Selected text:
%%

How Much Does Your State Care About Women's Health? Find Out With This Map


Want to learn how to avoid contracting a sexually transmitted infection, or where to get some birth control? Well, that all depends on what state you live in. 

Reproductive rights are on a "dangerous precipice" across the United States, according to the Population Institute, an organization that aims to "improve the health and well-being of people and the planet by supporting policies and programs that promote sexual and reproductive health and rights."

In its latest report, the Population Institute gave the United States a D+ rating for its treatment of women's health in 2015. In a damning annual state-by-state review of policies affecting reproductive health — from sex education to contraception access to burdensome abortion restrictions — the national ranking dropped from a C the previous year, which the report attributes partly to increased political, cultural and terrorist attacks on health care providers like Planned Parenthood. 

To find out how your state ranks, check out the map below:

Population Institute

The report evaluated states based on their effectiveness at avoiding teen and unintended pregnancies overall; their pregnancy prevention efforts, through comprehensive sex education and availability of emergency contraception; the affordability of family planning tools; and access to abortion care. 

Each state received a plus-or-minus letter rating (A through F) based on a tally of its scores for each measure. Overall, 19 states, including Texas, Florida, Georgia and Louisiana, received failing grades. A mere four states — California, Oregon, Washington and New Jersey — received an A. 

States with the lowest scores, such as Louisiana (which ranked 50th on the list), had some of the highest rates of unintended pregnancy, as well as comparatively high percentages of women without access to abortion providers. Unsurprisingly, many of those failing states also lacked mandatory comprehensive sex ed in public schools or Medicaid expansion to increase affordability of contraception and abortion. 

According to the institute's president, Robert Walker, the remarkable prevalence of failure is the result of nationwide attacks on reproductive rights, specifically efforts to defund Planned Parenthood and other health care providers. Recently, Congress voted for the eighth time to end government funding for the organization. It has also moved to cut funding for Title X, effectively stripping millions of American women of access to contraception and other basic health care, like cancer screenings.

%%

Data section:
%%

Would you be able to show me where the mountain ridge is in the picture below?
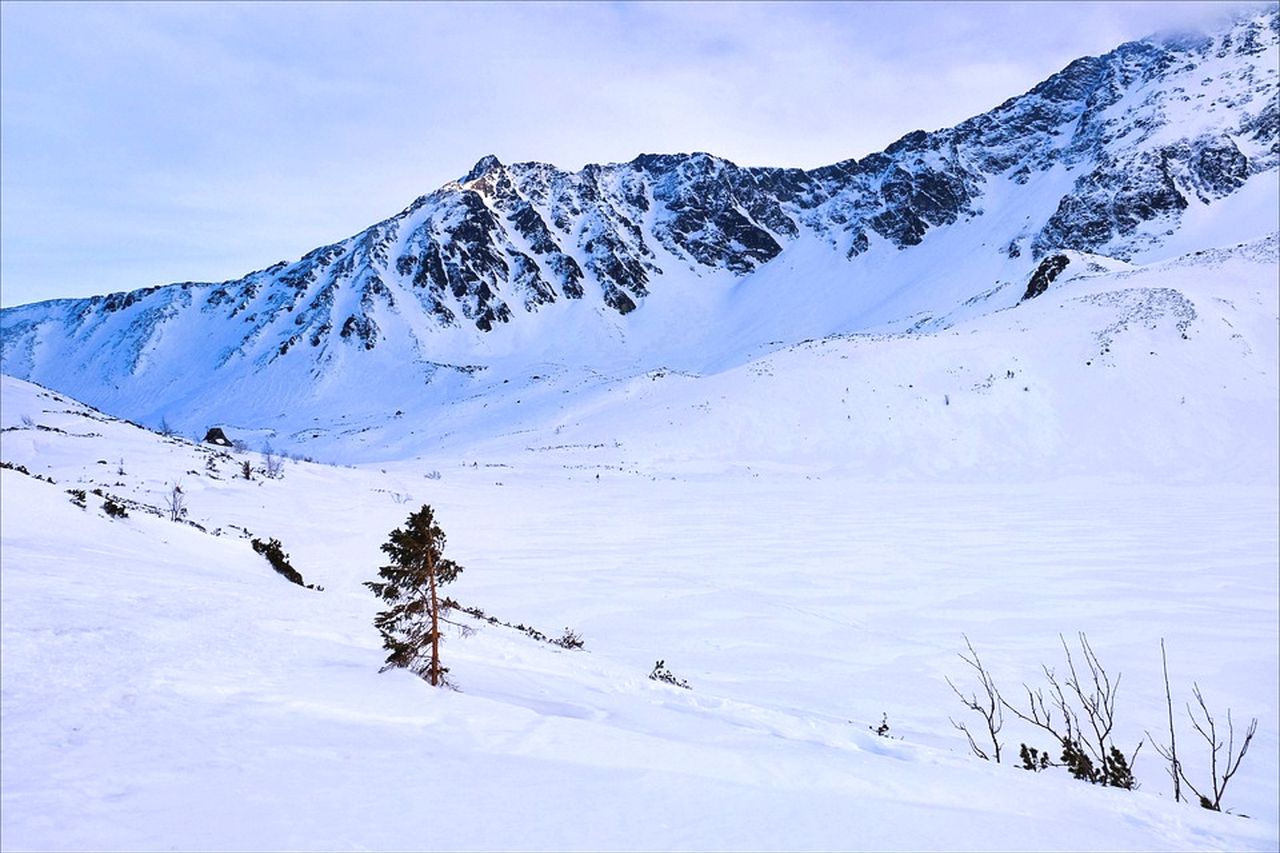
[0,10,1280,450]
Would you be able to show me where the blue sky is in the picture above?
[0,0,1259,306]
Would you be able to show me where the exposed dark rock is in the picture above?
[205,427,232,447]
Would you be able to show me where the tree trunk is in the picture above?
[426,547,440,686]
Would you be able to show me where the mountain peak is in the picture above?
[458,154,502,183]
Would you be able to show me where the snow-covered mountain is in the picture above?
[0,9,1280,458]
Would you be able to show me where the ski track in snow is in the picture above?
[0,341,1280,850]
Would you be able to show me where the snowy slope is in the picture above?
[0,9,1280,447]
[0,376,1280,850]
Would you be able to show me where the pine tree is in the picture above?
[365,505,462,686]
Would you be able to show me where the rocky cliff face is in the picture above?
[3,4,1280,422]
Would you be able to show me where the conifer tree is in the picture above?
[365,505,462,686]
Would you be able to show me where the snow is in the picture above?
[0,227,1280,850]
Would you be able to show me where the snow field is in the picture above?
[0,379,1280,849]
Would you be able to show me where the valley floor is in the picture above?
[0,394,1280,850]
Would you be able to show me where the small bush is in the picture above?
[550,628,582,648]
[250,539,312,589]
[649,661,692,690]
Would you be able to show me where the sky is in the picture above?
[0,0,1259,306]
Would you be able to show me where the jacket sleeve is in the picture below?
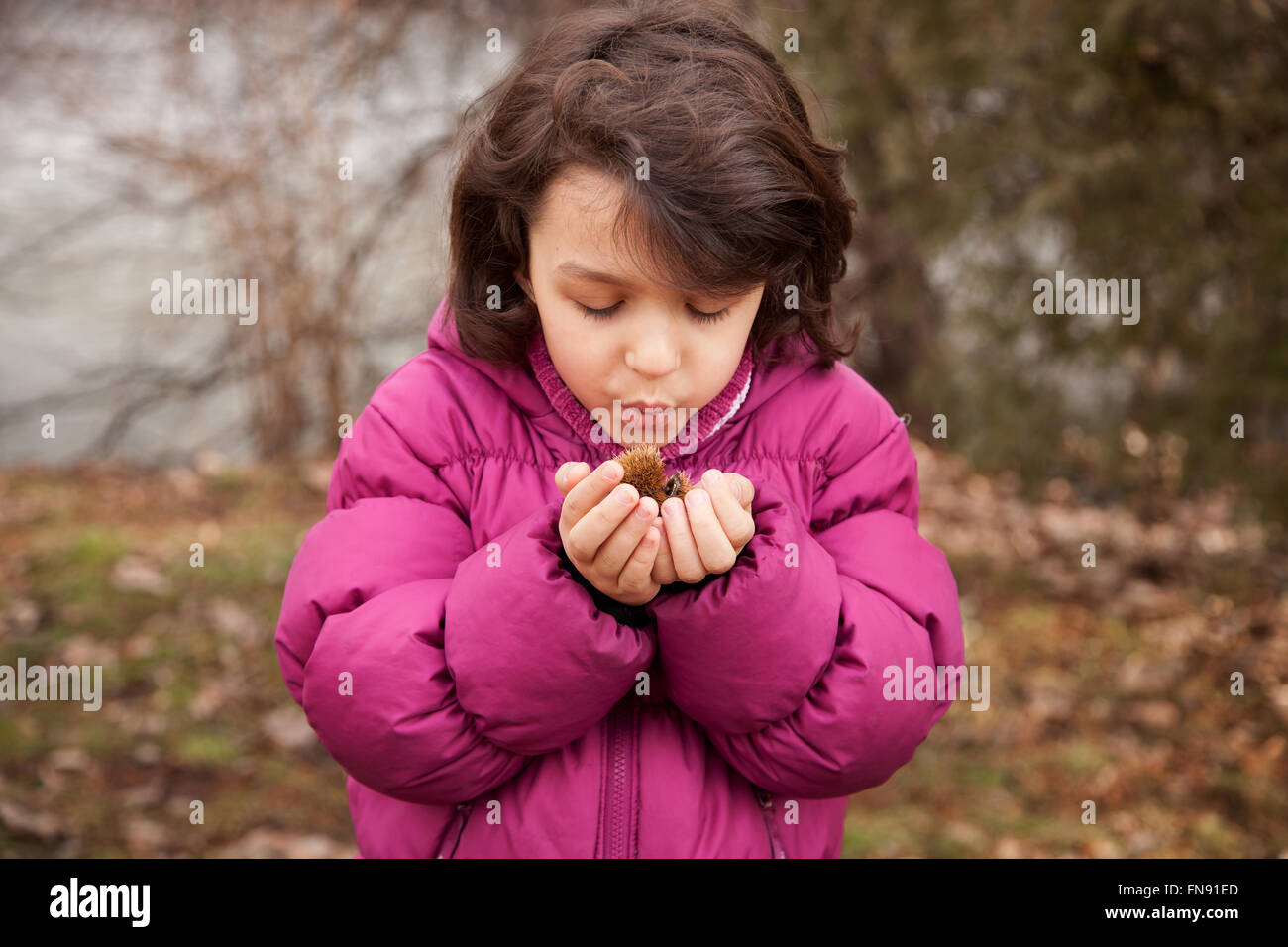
[275,397,654,804]
[649,417,963,798]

%%

Your instructions: Continue the article on the Population Institute's state grades for reproductive health, starting after its final sentence.

Reply to the exercise:
"The attacks on Planned Parenthood are potentially devastating. Planned Parenthood health centers make up only 10% of publicly funded safety-net providers, but they serve 36% of the clients seeking contraceptive services," Walker said in a statement. "The restricted access to reproductive health care would be particularly devastating for poor women and women living in remote areas." 

Mic/Getty Images

The report also highlighted the negative effect of targeted state-level abortion restrictions, known as TRAP laws, which make it all but impossible for women to have abortions. Nearly 300 TRAP laws, which include everything from mandatory waiting periods to regulating the width of hallways in abortion clinics, have been passed in the past five years. In 2015 alone, states enacted 57 more. This year, the Supreme Court will hear a case challenging a notoriously restrictive Texas law that could permanently shutter the majority of clinics in the state. 

While people of means might be able to leave their failing home states and get the care they need in areas that provide better health care access, like California or Oregon, low-income communities in those same regions are effectively stripped of their reproductive rights. And with high rates of unintended pregnancy also come higher rates of poverty, crime and welfare participation. 

When women don't have access to abortion, they can take measures into their own hands to terminate pregnancies, often with dangerous, even fatal consequences. 

"At the state level the trend is particularly worrisome," Walker said. "Increasingly, the reproductive health of a woman depends on the state or community where she lives. That's wrong as a matter of both rights and health."